SOURCE PASSAGE:
~ January 12, 2003
I have to admit, this first week since I found I was pregnant, has been quite . . . quiet I suppose! I told my mom and gave her the job of telling everyone, which she will surely love! LOL. Of course she knows that if something goes wrong (knock on wood) she will have the grim job of also telling everyone. I am hoping she does not have to, for hers, and my sake.
I was trying to think back of when I found out when I was pregnant with my other babies, and it's always been so different. With Alex it was pure 100% joy; I just could not wait to tell everyone! I even got cards from people! First and only time ever. With the baby I miscarried I remember going and hugging my husband for a while, that is about it. I remember vowing to take more pictures of me pregnant . . .so much for that. With Nicky I found out on Easter day, and it was a feeling of real happiness and hope. Almost as if someone told me "this time it's going to work!". Hmmmm.
This time it felt almost surreal. It has been so long since I was pregnant with Nicky, that when I saw that the test was positive I was almost thinking I was watching someone else's , like it wasn't really my own life that was affected by these two lines on the test strip. Very strange. My husband does not get home until real late, so, since I did not want to tell him over the phone, I waited for him until I, yikes! Fell asleep. DRATS! He came home later than usual and went to play his computer game. It wasn't until 3 or 4am that he went to the bathroom to get ready to come to bed that he saw the test. I am not even sure how he saw it. It was on a corner, with other stuff, but it caught his eye! So . . . kind of funny how he found out! He was telling me later . . ."Gee, this is how I find out, trying to decipher a little stick." To that I responded, "Well, how do you think I found out?" LOL. Too funny.
He's very happy though, which really helps. Immediately the following day I dusted my pregnancy books and joined some mailing lists of women that are due at the same time I am, plus some pregnancy after loss groups as well. I am still very uncomfortable telling anyone though. I am not even sure if Greg told his mom yet. It's not that I feel something is going to go wrong per se, I am just trying not to think about it too much. Once the first trimester is over I will surely feel more at ease, but I doubt I will wait until then! I will most likely tell some of my closest friends in a couple of weeks. Everyone else I am not sure if I will say anything at all, just basically send a birth announcement! That is going to be the easiest thing for me.
So far so good as far as symptoms, breasts are sore, but nothing too bad, no morning sickness, no nausea. I have never thrown up in the past, so I hope to continue! My first doctor's appointment is next Friday.
I am also going to exercise this time around! I took up water aerobics and swimming. Greg is going to take millions of pictures of me for sure! He just looooves pregnant women!

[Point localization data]
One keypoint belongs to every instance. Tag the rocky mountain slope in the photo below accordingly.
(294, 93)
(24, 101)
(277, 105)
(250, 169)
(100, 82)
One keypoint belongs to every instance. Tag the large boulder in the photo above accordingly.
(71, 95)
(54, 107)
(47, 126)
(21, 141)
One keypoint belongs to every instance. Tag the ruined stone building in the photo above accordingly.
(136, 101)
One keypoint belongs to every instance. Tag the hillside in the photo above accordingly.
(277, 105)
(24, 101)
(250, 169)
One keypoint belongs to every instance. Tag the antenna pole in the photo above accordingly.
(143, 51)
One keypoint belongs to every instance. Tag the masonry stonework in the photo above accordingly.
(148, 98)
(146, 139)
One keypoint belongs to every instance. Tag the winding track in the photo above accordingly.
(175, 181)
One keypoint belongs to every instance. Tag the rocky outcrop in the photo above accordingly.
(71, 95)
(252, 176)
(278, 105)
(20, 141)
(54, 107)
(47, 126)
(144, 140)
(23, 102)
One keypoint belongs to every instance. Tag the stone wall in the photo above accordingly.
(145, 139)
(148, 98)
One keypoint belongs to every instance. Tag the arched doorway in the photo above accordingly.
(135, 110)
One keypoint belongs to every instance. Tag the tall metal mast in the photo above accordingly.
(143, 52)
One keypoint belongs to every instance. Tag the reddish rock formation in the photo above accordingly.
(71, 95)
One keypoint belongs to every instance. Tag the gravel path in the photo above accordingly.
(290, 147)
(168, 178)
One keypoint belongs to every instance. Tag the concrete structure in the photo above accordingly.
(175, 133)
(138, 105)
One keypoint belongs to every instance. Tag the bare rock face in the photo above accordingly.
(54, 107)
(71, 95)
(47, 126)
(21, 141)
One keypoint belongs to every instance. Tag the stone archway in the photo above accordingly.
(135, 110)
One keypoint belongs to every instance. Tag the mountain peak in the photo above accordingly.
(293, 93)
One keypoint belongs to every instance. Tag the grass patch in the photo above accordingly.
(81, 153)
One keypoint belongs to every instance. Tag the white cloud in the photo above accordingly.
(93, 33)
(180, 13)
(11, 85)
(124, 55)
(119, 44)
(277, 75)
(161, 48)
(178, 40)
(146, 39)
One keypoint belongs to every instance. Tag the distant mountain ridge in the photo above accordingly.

EXERCISE REQUIREMENTS:
1. Quote the diary entry word for word between "So far so good" and "is next Friday.", inclusive.
2. According to the diary entry, on what day did the writer learn of the pregnancy with Nicky?

SOLUTIONS TO THE PROBLEMS:
1.
So far so good as far as symptoms, breasts are sore, but nothing too bad, no morning sickness, no nausea. I have never thrown up in the past, so I hope to continue! My first doctor's appointment is next Friday.

2. Easter day